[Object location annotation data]

======

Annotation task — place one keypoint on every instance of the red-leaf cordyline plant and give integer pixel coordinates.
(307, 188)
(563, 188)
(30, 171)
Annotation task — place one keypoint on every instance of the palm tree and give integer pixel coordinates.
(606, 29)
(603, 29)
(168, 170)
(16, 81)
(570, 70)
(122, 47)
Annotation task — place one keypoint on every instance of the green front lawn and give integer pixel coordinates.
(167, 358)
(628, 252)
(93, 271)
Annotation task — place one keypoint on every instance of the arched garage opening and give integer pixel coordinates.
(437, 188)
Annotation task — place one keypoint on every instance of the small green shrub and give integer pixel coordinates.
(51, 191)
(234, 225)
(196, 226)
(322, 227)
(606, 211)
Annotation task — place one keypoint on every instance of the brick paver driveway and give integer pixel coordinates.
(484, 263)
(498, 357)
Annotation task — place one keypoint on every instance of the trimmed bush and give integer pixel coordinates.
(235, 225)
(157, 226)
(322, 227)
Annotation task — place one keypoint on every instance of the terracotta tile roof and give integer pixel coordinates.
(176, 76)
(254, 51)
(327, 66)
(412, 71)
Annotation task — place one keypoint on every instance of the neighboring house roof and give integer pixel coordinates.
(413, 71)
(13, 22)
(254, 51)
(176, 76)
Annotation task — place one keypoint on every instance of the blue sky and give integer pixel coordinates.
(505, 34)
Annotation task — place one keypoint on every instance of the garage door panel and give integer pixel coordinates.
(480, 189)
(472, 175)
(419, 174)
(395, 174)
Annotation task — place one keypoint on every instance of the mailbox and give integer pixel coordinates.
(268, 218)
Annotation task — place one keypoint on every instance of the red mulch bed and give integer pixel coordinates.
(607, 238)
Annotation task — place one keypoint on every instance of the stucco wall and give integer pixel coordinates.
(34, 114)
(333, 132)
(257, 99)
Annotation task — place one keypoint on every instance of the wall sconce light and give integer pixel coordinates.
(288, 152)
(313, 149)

======

◆ **PROBLEM TO SOLVE**:
Restate the data above word for word.

◆ **CORRECT ANSWER**:
Annotation task — place one keypoint on every instance of the red-leaf cordyline plant and give integer pixel coordinates.
(307, 188)
(563, 188)
(30, 171)
Annotation task — place one keypoint on every instance of the palm tree and give integer pixel coordinates.
(606, 29)
(603, 29)
(168, 170)
(16, 81)
(570, 70)
(122, 47)
Annotation task — place one keypoint on every instance of the green front lawn and give integer pixel coordinates.
(167, 358)
(628, 252)
(93, 271)
Annotation task — place one keypoint on every instance of the arched garage opening and give integer pixel coordinates.
(437, 188)
Annotation task — place one keypoint on every instance of the small green shrub and give integer pixel coordinates.
(51, 191)
(234, 225)
(196, 226)
(322, 227)
(606, 211)
Annotation task — place one keypoint on every instance of the brick paver driveway and give integer pixel coordinates.
(484, 263)
(498, 357)
Annotation task — place one keypoint on every instance of the trimmed bush and give integer pixel coordinates.
(235, 225)
(157, 226)
(322, 227)
Annotation task — place one keypoint on every instance of the terracotta tile roof and give integer pixel coordinates.
(176, 76)
(254, 51)
(327, 66)
(412, 71)
Annotation task — place one keypoint on every instance of the neighboring house roof and give integer pixel coordinates.
(413, 71)
(13, 22)
(254, 51)
(176, 76)
Annotation task — place one keypoint on every instance of the blue sky and give integer pixel coordinates.
(505, 34)
Annotation task — place one keypoint on every instance of the garage door panel and give integer pixel coordinates.
(480, 189)
(472, 175)
(419, 174)
(395, 174)
Annotation task — place one keypoint on every instance of the mailbox and give integer pixel coordinates.
(268, 218)
Annotation task — place one keypoint on every instance of the red mulch bed and give integer pixel coordinates.
(607, 238)
Annotation task — place one keypoint on every instance of the stucco wall and give integer pixel coordinates.
(34, 114)
(333, 132)
(257, 99)
Annotation task — place one keypoint on every instance of the wall sconce light and give integer pixel coordinates.
(288, 152)
(313, 149)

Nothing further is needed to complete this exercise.